- [EXERCISE TASKS]
A - In the passage about Pilecki at Auschwitz, how large did his underground force become?
B - Reproduce the passage about Pilecki word for word between "Many died as" and "betrayed the others.", inclusive.

- [SOURCE PASSAGE]

◇ ◇ ◇

Many died as the soldier said. But after two and a half years, Pilecki had survived despite facing infestation, starvation, and disease. Many were worked to death. Others escaped this punishment by jumping into the electrified fence to kill themselves.
But Pilecki refused to succumb to the torture. Starting with just a few men, he grew an underground force of 1,000 to sabotage the Nazis, aid other prisoners, and spread hope for survival among the camp. While betrayal was common among prisoners just trying to make it out alive, not one man in Pilecki’s group betrayed the others.
The barbaric conditions of the camp led Pilecki to request the British to do one thing: Bomb Auschwitz. Little by little he learned the full scope of the Nazi plan to exterminate the Jewish race. They were conducting inhumane medical experiments on prisoners, preparing for mass executions in gas chambers, and ultimately killing hundreds of thousands. So Pilecki pleaded for the British to at least bomb the train lines leading to the gas chambers or to create a distraction to help the prisoners escape. He was willing to die if it meant stopping the unbearable Nazi evil.
He was willing to die if it meant stopping the unbearable Nazi evil.

◇ ◇ ◇

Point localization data

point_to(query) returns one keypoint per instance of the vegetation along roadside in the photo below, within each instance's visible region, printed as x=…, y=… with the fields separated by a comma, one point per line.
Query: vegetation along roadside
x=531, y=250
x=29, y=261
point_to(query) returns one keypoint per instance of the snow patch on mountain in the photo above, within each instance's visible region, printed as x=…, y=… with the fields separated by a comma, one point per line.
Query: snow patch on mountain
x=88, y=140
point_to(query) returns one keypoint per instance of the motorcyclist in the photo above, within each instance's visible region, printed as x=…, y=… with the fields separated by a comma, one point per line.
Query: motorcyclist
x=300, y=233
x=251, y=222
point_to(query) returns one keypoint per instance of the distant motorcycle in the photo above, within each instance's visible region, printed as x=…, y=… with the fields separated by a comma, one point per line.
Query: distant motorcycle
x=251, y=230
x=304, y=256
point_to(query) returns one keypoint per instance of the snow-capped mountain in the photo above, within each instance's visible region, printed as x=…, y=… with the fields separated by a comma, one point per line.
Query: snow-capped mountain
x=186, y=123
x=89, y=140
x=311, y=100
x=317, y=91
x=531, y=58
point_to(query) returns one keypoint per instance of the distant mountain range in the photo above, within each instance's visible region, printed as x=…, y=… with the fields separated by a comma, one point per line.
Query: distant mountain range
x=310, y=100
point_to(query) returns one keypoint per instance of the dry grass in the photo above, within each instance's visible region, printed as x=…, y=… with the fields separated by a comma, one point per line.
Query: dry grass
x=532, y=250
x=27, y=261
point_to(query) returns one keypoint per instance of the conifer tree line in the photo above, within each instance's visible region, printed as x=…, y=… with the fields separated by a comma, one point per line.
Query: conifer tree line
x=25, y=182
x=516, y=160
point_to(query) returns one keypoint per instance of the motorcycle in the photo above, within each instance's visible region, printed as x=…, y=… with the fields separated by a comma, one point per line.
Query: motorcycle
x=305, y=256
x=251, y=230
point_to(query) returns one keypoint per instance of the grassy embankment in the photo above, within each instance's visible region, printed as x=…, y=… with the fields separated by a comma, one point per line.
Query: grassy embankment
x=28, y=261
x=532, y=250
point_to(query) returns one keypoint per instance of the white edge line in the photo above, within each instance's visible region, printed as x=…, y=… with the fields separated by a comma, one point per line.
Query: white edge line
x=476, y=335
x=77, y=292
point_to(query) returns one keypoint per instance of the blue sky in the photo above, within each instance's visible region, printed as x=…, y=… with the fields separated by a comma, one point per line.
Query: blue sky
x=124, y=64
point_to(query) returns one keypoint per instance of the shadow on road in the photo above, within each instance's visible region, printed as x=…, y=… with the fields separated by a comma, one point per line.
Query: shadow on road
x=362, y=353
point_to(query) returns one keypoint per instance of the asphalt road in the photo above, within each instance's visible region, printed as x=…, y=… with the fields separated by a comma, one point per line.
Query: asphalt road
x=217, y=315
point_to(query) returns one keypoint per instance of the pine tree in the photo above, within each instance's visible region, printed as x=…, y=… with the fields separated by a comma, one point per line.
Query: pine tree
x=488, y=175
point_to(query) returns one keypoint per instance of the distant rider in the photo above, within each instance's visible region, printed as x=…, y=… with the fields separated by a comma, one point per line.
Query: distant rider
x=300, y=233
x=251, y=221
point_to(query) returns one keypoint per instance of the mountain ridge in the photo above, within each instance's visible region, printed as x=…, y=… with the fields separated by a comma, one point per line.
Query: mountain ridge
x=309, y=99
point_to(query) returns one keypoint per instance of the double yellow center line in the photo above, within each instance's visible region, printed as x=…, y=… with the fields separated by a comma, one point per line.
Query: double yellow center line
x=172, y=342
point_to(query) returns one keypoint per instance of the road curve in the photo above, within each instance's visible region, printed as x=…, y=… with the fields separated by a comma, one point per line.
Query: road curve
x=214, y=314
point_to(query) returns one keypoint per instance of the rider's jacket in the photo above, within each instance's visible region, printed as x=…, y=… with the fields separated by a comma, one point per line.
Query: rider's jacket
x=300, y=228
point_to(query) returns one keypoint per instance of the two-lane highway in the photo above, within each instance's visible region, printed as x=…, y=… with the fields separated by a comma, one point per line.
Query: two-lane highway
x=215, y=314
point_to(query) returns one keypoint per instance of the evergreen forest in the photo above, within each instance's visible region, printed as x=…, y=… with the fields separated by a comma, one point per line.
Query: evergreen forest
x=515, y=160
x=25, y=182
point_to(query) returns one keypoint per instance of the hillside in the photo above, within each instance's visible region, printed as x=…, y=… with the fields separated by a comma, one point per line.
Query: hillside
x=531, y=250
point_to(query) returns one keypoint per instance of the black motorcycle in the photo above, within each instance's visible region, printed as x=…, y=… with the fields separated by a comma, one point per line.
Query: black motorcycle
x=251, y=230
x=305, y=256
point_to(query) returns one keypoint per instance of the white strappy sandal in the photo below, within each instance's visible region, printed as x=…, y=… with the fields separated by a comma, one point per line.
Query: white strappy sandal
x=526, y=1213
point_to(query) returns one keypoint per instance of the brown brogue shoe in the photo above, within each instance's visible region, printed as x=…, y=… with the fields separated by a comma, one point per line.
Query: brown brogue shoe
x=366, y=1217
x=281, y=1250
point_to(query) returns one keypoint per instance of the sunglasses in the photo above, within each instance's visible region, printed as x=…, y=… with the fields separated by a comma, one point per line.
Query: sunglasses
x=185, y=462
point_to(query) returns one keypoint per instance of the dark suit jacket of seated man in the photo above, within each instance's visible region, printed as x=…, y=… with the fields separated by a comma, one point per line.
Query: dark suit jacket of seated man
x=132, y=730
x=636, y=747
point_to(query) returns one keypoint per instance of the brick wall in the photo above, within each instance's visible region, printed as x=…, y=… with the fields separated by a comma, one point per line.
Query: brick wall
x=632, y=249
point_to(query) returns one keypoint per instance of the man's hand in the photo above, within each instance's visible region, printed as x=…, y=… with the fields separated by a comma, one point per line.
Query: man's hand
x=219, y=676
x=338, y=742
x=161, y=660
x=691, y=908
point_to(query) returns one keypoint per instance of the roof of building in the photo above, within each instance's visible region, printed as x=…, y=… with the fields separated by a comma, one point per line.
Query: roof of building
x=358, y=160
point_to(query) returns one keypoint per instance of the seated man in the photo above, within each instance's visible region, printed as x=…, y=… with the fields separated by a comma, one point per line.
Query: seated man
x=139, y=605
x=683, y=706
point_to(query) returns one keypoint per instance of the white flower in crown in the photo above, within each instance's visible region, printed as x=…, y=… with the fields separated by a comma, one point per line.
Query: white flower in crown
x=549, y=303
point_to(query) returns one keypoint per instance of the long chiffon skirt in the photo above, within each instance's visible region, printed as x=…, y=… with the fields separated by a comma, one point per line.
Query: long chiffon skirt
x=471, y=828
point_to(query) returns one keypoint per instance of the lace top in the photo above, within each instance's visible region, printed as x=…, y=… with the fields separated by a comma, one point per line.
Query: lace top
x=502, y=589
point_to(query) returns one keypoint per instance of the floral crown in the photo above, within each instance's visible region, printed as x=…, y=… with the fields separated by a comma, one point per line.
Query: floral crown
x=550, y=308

◇ ◇ ◇

- [RESULTS OF THE TASKS]
A - It grew to 1,000 men.

B -
Many died as the soldier said. But after two and a half years, Pilecki had survived despite facing infestation, starvation, and disease. Many were worked to death. Others escaped this punishment by jumping into the electrified fence to kill themselves.
But Pilecki refused to succumb to the torture. Starting with just a few men, he grew an underground force of 1,000 to sabotage the Nazis, aid other prisoners, and spread hope for survival among the camp. While betrayal was common among prisoners just trying to make it out alive, not one man in Pilecki’s group betrayed the others.